Would you find each line in the entries below with the string "gold" and copy it?

Available data START

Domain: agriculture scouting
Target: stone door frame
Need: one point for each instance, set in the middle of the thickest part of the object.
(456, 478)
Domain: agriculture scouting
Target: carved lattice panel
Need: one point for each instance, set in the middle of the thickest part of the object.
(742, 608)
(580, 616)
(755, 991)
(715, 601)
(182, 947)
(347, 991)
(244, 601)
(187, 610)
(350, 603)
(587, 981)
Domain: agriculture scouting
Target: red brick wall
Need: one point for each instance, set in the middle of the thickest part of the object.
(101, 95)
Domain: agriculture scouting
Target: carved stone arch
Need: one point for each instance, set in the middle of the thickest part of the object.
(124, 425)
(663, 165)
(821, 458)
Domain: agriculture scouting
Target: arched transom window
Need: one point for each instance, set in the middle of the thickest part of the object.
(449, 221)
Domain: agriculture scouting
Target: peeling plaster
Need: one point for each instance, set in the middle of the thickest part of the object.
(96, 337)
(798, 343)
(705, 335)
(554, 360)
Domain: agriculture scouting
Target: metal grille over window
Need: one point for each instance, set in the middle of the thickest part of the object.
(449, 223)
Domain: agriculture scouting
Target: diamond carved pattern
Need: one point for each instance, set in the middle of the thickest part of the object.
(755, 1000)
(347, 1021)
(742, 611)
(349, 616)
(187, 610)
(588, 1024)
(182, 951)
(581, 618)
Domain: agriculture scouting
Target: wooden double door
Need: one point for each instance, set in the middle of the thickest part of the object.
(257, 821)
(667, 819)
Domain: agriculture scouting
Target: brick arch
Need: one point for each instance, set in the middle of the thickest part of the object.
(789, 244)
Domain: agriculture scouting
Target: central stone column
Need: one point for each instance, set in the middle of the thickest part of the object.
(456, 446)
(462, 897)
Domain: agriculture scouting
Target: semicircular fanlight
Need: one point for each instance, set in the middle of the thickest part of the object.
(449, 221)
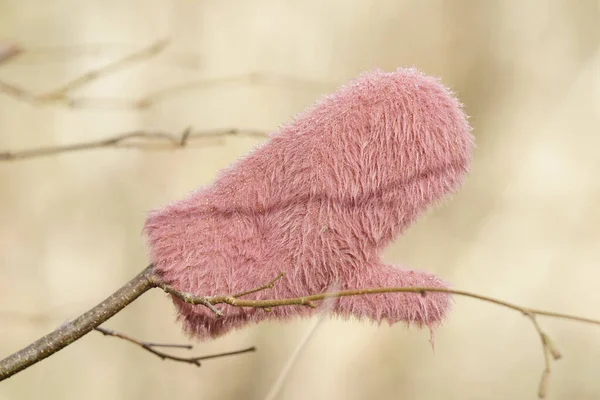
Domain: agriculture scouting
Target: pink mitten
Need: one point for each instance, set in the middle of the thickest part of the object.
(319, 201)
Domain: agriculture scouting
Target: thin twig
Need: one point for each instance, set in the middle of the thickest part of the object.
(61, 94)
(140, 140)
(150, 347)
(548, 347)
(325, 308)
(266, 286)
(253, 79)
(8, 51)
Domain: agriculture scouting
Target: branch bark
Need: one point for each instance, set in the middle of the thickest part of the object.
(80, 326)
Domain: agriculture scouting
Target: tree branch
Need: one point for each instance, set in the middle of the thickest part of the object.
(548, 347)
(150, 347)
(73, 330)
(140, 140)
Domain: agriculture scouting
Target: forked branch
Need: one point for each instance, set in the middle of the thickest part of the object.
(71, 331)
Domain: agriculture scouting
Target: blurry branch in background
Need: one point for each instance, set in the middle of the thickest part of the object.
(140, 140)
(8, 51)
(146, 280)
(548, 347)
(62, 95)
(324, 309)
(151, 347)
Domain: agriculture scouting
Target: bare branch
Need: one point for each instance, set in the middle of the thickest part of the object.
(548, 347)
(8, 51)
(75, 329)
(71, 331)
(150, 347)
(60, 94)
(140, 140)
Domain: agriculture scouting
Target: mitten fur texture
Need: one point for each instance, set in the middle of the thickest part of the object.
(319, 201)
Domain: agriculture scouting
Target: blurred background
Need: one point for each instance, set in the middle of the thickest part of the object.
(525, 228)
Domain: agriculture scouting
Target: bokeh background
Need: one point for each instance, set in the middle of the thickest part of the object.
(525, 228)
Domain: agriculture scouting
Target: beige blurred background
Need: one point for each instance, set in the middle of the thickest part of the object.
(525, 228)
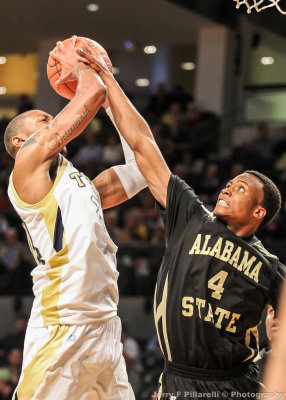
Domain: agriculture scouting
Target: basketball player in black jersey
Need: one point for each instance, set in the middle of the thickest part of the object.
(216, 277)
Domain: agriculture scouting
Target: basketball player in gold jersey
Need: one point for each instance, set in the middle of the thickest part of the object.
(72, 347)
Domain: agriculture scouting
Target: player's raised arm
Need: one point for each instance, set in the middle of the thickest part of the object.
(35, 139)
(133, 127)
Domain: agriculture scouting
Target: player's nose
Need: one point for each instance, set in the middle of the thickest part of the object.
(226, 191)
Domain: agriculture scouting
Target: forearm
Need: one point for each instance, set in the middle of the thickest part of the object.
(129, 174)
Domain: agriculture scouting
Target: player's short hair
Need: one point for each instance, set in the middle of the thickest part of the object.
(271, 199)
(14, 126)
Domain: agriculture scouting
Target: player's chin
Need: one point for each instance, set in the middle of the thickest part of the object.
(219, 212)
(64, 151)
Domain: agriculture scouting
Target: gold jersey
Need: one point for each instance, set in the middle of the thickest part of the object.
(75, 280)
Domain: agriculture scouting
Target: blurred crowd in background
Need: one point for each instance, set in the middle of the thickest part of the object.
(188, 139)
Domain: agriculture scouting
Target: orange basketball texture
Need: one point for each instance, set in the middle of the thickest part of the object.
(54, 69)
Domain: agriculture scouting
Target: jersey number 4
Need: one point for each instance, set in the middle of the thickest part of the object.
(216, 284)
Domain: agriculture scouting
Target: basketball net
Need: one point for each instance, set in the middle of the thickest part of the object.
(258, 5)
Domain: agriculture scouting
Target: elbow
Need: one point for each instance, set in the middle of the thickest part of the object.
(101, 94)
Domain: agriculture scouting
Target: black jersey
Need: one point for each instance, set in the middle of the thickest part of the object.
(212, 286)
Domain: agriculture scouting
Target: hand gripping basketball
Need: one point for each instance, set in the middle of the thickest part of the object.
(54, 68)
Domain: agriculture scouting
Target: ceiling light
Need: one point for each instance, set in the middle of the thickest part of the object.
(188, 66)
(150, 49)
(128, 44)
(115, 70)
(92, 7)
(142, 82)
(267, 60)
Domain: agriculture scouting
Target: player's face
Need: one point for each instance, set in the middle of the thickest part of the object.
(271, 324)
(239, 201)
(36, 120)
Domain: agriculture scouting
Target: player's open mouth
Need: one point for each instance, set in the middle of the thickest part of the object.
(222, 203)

Available data END
Available data START

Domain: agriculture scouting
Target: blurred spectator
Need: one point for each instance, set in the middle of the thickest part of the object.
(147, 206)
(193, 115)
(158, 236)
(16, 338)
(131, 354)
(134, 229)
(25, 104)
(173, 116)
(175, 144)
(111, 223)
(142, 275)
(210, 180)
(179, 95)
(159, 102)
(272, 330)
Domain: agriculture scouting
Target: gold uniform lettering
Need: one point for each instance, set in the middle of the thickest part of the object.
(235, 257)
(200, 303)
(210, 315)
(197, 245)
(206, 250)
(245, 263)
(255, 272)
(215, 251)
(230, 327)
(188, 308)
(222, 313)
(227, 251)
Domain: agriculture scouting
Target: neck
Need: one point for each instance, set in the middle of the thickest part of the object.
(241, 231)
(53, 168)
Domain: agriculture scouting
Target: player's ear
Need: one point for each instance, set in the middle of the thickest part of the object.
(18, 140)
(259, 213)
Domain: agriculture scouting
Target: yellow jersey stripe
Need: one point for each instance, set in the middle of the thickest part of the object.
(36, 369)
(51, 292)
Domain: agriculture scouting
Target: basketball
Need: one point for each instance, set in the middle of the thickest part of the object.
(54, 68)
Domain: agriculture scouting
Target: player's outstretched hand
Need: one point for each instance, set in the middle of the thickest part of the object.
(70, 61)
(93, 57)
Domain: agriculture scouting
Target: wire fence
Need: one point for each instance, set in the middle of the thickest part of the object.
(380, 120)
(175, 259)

Available data END
Available data START

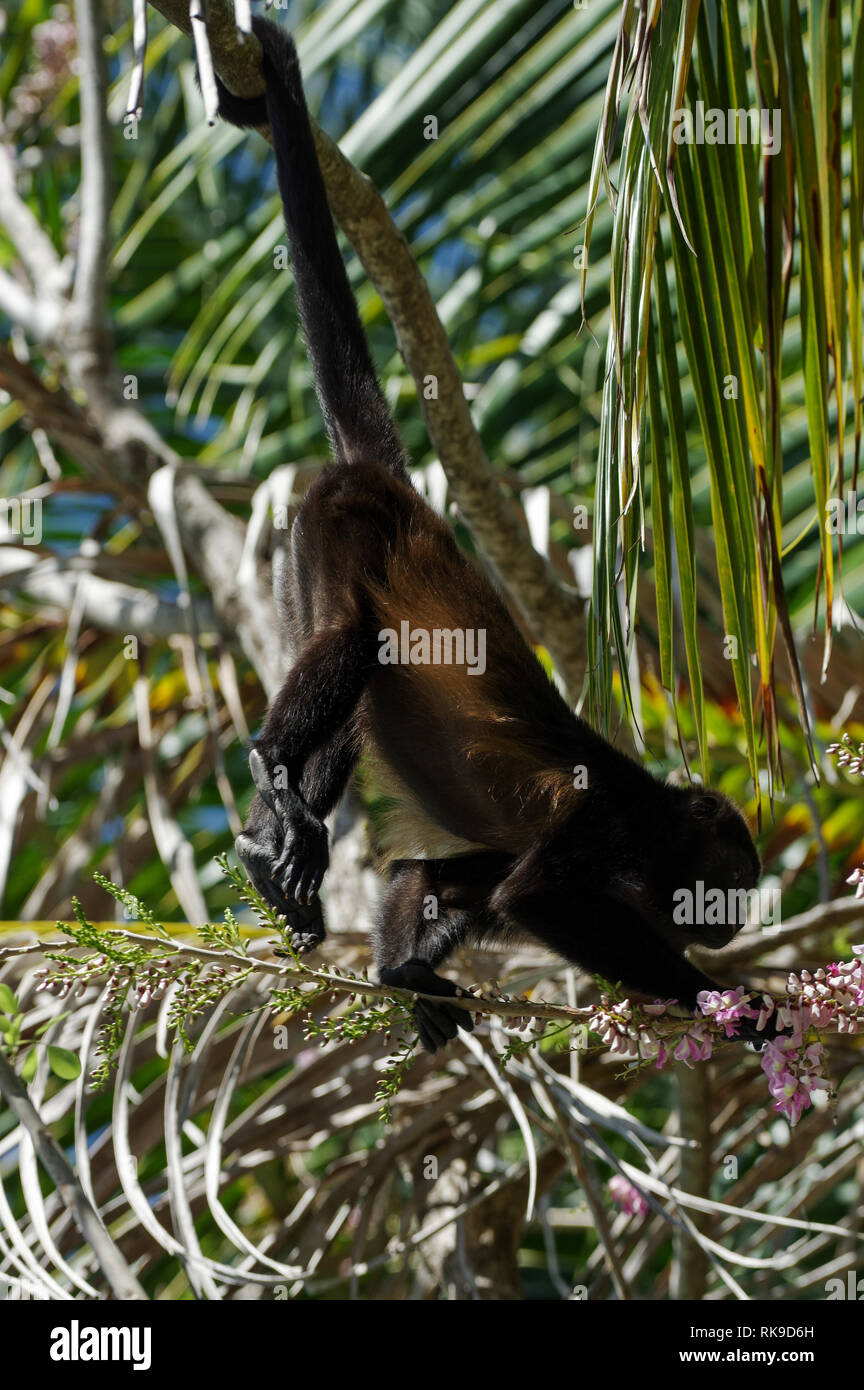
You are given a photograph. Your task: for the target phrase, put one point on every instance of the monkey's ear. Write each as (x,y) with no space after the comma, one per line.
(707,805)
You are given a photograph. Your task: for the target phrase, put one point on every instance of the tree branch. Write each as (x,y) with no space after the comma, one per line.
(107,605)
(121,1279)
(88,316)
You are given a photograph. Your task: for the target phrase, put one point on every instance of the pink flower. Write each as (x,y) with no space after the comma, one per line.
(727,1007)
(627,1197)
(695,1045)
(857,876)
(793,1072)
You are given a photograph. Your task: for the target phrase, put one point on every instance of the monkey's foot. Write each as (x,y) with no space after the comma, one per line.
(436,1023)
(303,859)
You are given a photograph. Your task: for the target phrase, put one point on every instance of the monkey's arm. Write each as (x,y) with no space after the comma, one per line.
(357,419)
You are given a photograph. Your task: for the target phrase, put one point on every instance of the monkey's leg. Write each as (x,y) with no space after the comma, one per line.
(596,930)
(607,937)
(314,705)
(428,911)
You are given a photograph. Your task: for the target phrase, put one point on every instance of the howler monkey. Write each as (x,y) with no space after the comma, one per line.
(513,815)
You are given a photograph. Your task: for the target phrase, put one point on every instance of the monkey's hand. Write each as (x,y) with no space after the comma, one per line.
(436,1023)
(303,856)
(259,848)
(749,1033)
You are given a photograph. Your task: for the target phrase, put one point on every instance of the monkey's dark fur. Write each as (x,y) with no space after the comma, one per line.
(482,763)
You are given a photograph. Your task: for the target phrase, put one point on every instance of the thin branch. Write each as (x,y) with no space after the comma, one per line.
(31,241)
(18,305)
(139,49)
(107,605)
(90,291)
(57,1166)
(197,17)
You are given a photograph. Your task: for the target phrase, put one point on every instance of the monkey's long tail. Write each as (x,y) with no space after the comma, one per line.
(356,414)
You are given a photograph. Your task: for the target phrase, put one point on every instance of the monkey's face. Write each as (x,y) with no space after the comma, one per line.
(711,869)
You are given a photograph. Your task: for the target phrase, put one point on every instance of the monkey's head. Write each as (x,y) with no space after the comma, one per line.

Available data END

**Solution for this exercise**
Target: basketball player in gold jersey
Target: gold jersey
Target: gold uniform lettering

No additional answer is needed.